### Passage to read ###

Plus, internet meme culture has vastly changed the language landscape where, for example, phrases like "you don't think it be like it is, but it do" are used by people from all walks of life.

[–] lvxferre@mander.xyz 2 points 2 months ago

A lot of AAE features are actually shared with Dixie English as spoken by non-black people. So I'm not surprised that you hear "rednecks" using a few of them.

The association between those features and African-American speakers is still there, though. If you see someone on the internet saying stuff like "I be working", the typical person won't picture a redneck, they're going to picture a black person, you know?

The internet does seem to have changed the language landscape a fair bit, but I think that those features slowly leaking into the speech of non-AAE speakers is more about social changes than just tech.

[–] CanadaPlus@lemmy.sdf.org 9 points 2 months ago* (last edited 2 months ago)

Why is speaking improper English labelled as “African American english”?.

Oh no, you're in the picture. It's a real dialect, just as valid as what they speak on the BBC, which I'm guessing is itself different from how you speak.

To be clear, I don't think you meant to be unkind here. I'm not trying to make you feel bad.

[–] s3p5r@lemm.ee 11 points 2 months ago (1 children)

References weren't paywalled, so I assume this is the paper in question:

Hofmann, V., Kalluri, P.R., Jurafsky, D. et al. AI generates covertly racist decisions about people based on their dialect. Nature (2024).

###

**Complete the following**
(1) Answer these about the thread on dialect:
(a) Which variety spoken by non-black people shares many AAE features?
(b) What phrase is given as something that makes a typical person picture a black person?
(c) In what journal did the cited paper appear?
(2) Please copy the part of the thread on dialect starting with "A lot of AAE" and going on through "2 months ago)".

### Information shown ###

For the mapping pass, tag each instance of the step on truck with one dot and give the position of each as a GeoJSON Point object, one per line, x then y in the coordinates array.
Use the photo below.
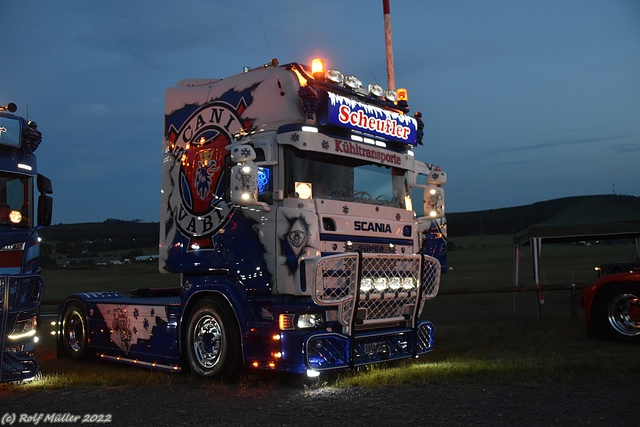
{"type": "Point", "coordinates": [287, 212]}
{"type": "Point", "coordinates": [21, 284]}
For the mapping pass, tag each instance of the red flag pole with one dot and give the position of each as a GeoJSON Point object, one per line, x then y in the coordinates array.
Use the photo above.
{"type": "Point", "coordinates": [391, 83]}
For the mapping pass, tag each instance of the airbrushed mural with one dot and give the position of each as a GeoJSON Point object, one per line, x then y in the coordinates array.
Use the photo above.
{"type": "Point", "coordinates": [201, 230]}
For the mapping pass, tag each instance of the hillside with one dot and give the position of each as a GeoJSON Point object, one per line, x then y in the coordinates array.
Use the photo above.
{"type": "Point", "coordinates": [568, 210]}
{"type": "Point", "coordinates": [120, 235]}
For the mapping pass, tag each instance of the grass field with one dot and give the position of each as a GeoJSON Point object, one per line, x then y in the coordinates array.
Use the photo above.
{"type": "Point", "coordinates": [487, 336]}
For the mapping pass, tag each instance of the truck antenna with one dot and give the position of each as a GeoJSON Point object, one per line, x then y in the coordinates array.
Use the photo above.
{"type": "Point", "coordinates": [391, 83]}
{"type": "Point", "coordinates": [263, 32]}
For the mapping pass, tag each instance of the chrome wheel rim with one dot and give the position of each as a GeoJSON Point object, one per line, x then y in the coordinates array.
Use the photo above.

###

**Answers for each item**
(1)
(a) Dixie English
(b) "I be working"
(c) Nature (2024)

(2)
A lot of AAE features are actually shared with Dixie English as spoken by non-black people. So I'm not surprised that you hear "rednecks" using a few of them.

The association between those features and African-American speakers is still there, though. If you see someone on the internet saying stuff like "I be working", the typical person won't picture a redneck, they're going to picture a black person, you know?

The internet does seem to have changed the language landscape a fair bit, but I think that those features slowly leaking into the speech of non-AAE speakers is more about social changes than just tech.

[–] CanadaPlus@lemmy.sdf.org 9 points 2 months ago* (last edited 2 months ago)